**Text block:**
I'm Karina Zapata, and you're listening to the second gen, a series focused on the stories of children of immigrants in Canada. This project is powered by Shaw and made possible with a community podcast initiative on the traditional territories of the Blackfoot Confederacy and the people of the treaty seven region in southern Alberta.
In this episode, we will be focusing on the stories of the eldest children, the ones who often had to bear the weight of extra work and extra responsibilities to help their families succeed. I connected virtually with Rome to learn more about his relationship with his mom. After her divorce and how being the eldest child played into the many roles he felt like he needed to take on to support her.
[00:03:09] Speaker C: So you didn't have the luxury of preserving the certain image of your mom that I think a lot of people have where she's the strong, powerful, indestructible human. Tell me more about what that realization was like for you.
[00:03:25] Speaker B: So there's this very core memory I have of my mom, and the first time I saw her as a human being and not as, like you said, someone who is indestructible. I think it was particularly cloudy that day. I remember because my kitchen has a lot of windows, so a lot of the light comes in and stuff like that. So I was, like, standing at the top of the stairs, and I was about to go down into the kitchen, like, get a snack or whatever, and I see her sitting at the edge of the kitchen table, just looking out the window, like, looking at nothing.
And it was one of those looks that you can just see that, how drained she was of all the things that were happening in her life and all the things that she was keeping in her mind and keeping in her heart. And she had no outlet for it, but her body was just.
I feel like it was just crumbling under the pressure of all those things inside of her. And seeing her like that really taught me something when I was younger. You know what I mean? People are not who they seem on the outside. Like, there is always something deeper going on. And I think as a kid, I was very aware of other people's emotions and things like that. And I think seeing my mom in this very defeated state and that kind of shattering this image of her in my mind, that it taught me that there is always something deeper within other people.
[00:05:09] Speaker D: Right?
[00:05:10] Speaker B: And it's always good to extend a helping hand because you don't know if you're the only person in their lives that has ever done that for them.
[00:05:23] Speaker C: Tell me more about your relationship with your mom.

**Supplied data:**
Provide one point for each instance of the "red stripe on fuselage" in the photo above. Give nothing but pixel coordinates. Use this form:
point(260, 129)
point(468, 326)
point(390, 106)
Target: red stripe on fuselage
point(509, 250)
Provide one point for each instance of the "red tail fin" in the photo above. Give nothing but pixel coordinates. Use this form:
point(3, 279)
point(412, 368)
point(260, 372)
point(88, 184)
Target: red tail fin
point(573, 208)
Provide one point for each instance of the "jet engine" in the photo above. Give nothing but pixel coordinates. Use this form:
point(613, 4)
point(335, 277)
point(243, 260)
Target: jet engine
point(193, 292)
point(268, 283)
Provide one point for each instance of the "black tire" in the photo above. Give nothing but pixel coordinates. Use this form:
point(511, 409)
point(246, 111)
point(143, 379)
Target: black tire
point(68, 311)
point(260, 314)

**Problems and tasks:**
1. What timestamps appear in the podcast transcript? List every one.
2. Can you return the podcast transcript word for word from "And it was one" up to and including "Speaker D: Right?"?
3. Could you write the next part of the podcast transcript, picking up after its final line?
The records were drawn from a different source than the podcast transcript.

**Answers for each item:**
1. 00:03:09, 00:03:25, 00:05:09, 00:05:10, 00:05:23

2.
And it was one of those looks that you can just see that, how drained she was of all the things that were happening in her life and all the things that she was keeping in her mind and keeping in her heart. And she had no outlet for it, but her body was just.
I feel like it was just crumbling under the pressure of all those things inside of her. And seeing her like that really taught me something when I was younger. You know what I mean? People are not who they seem on the outside. Like, there is always something deeper going on. And I think as a kid, I was very aware of other people's emotions and things like that. And I think seeing my mom in this very defeated state and that kind of shattering this image of her in my mind, that it taught me that there is always something deeper within other people.
[00:05:09] Speaker D: Right?

3.
[00:05:28] Speaker B: So I know that I'm talking about all these things that my mom has, I guess, put me through throughout my childhood. And people might think I might hate my mom, but that couldn't be the case. That really is not the case.
I love my mom to death. She is really my best friend, one of my best friends. And I really am so blessed to see her in that way because I know a lot of kids, especially immigrant children, don't see their parents that way because of the hardships that we have had to endured from them, but also from the world and that big miscommunication between the two. But in my own personal relationship with my mom, because we were always in communication with one another, especially on an emotional level, we grew, like, this very deep bond where I am her and she is me. And even now in adulthood, I recognize some of my behaviors are things that my mom did when I was younger, and now I can see why she reacted in certain ways or why she would think a situation was one way, but it actually wasn't. It was actually another. You know, I've kind of grown to understand her behavior now as an adult, and when looking back at, like, I can kind of make it make sense to the younger version of me.
[00:07:01] Speaker A: I knew, though, that Rome wasn't alone in this and that there are so many other aspects of being an eldest child that needed to be talked about. So we also connected with Cassandra Ngo, a child of vietnamese immigrants who lived in Markham, Ontario, on the traditional territories of the Huron, Wendat, Hodonosaunee, and Anishinabek. And Rome joined the conversation from Hamilton on the traditional territories of the Erie, neutral Huron, Wendat, Hodonishoni, and Mississaugas.
[00:07:27] Speaker C: So let's start with the reason that you're both here in Canada. Your parents, they moved here before you were born. So Rome, let's start with you. Why did your parents move to Canada?
[00:07:39] Speaker B: Well, my mom always told me that the reason why she was interested in going abroad in general was because of the people that she was working with at the time.
She worked at a lab in the Philippines in Makati, and so, yeah, a lot of her colleagues were going abroad, talking about going to Australia, London, Dubai, things like this.
And she really wanted to do that with my dad. And so my mom coordinated with one of her friends to sponsor her, and then my dad just followed along with my mom, as filipino dads do.
So it was really my mom that was the catapult to going to Canada.
She only knew one person here, and that person helped us kind of get settled.
[00:08:44] Speaker C: Amazing, Cassandra. So if you want to go over that as well.
Yeah.
[00:08:49] Speaker D: So I guess my parents came here. It wasn't really their choice, like their parents. So my grandparents actually made the choice to move them over here, but it was primarily because they were all escaping the Vietnam war. So my dad was a bit luckier. He got sponsored here from, I think, friends of his family or family of family. So he actually got to fly here. But my mom and her family, they actually had to take a boat from Vietnam to escape the war. So I think my grandparents obviously wanted to keep them safe and secondary would be to kind of have an opportunity and a better life, but my parents didn't really have a choice, but other than safety.
[00:09:37] Speaker C: Cassandra, let's continue with you about that. You mentioned that your parents wanted a better life, and that's why they moved here. So what are some of the responsibilities that you had to take on in your early childhood to give them that better life that they wanted?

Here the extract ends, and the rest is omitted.